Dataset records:
··········
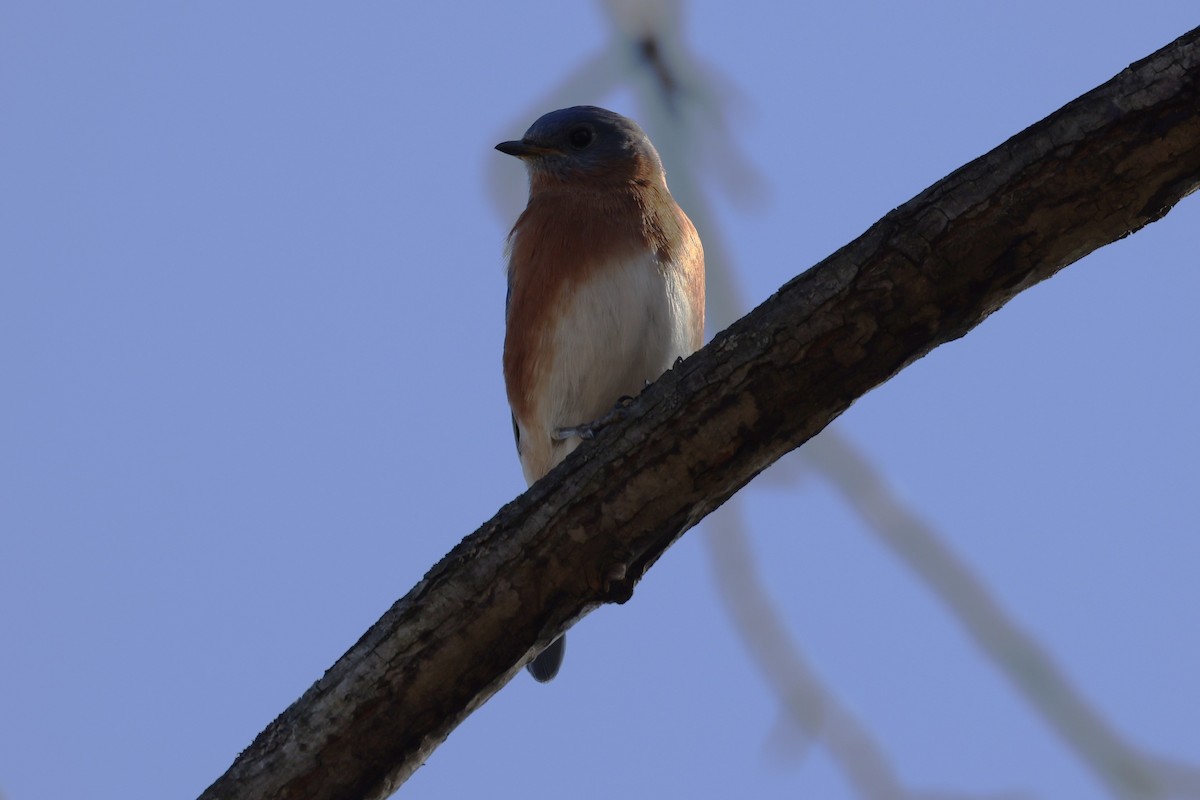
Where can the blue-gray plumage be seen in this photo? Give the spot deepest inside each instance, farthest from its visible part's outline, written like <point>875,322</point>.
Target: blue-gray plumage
<point>605,286</point>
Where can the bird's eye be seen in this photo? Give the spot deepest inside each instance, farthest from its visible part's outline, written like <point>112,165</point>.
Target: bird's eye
<point>580,137</point>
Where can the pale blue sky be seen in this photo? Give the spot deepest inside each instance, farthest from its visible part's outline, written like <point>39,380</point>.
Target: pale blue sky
<point>250,335</point>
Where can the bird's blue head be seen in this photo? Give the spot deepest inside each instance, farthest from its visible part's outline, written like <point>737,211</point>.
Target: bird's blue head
<point>586,143</point>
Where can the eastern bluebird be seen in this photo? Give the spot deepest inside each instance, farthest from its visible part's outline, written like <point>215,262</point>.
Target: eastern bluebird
<point>606,286</point>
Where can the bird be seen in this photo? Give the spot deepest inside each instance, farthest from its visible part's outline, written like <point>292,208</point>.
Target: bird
<point>605,287</point>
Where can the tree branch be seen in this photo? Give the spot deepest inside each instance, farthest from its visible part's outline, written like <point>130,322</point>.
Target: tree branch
<point>1098,169</point>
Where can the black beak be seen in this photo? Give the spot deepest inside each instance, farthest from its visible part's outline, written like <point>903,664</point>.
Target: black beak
<point>523,149</point>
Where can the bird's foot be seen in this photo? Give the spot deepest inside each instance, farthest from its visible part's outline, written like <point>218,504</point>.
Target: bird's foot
<point>589,429</point>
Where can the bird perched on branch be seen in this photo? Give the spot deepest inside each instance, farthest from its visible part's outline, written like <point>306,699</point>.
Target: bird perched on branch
<point>606,286</point>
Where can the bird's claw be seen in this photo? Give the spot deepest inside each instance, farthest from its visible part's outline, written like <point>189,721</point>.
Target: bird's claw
<point>589,429</point>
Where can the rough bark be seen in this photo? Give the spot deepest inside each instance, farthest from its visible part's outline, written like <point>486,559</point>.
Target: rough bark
<point>1098,169</point>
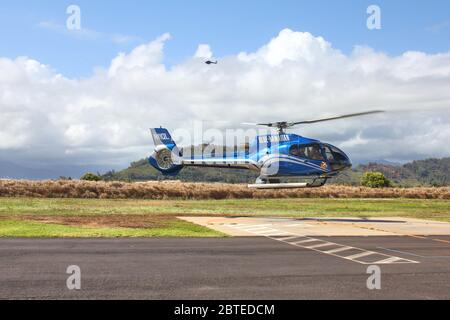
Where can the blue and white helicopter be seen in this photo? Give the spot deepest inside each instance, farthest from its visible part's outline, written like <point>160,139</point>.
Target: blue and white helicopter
<point>281,159</point>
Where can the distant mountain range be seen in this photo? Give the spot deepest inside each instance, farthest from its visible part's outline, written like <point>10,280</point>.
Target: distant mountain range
<point>424,172</point>
<point>9,170</point>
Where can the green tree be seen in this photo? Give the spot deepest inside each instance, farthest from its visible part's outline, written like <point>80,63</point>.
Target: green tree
<point>375,180</point>
<point>91,177</point>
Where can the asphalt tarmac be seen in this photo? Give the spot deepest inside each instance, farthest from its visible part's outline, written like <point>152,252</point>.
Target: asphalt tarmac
<point>255,267</point>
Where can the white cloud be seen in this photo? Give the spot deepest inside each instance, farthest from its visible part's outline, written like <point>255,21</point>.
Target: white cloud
<point>105,118</point>
<point>204,51</point>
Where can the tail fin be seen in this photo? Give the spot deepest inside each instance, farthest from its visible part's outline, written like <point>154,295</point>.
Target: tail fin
<point>161,136</point>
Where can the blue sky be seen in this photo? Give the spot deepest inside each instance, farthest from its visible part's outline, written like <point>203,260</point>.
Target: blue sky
··········
### What you need to do
Render the lines of the records above as a JSON list of strings, one string per line with blank lines omitted. Begin with the line containing "Where can the green" and continue through the line containing "<point>91,177</point>", including both of those lines.

### Final result
[
  "Where can the green tree be seen in this photo? Give the spot deepest inside each instance, farthest from its visible part's outline, written like <point>80,63</point>.",
  "Target: green tree",
  "<point>375,180</point>",
  "<point>91,177</point>"
]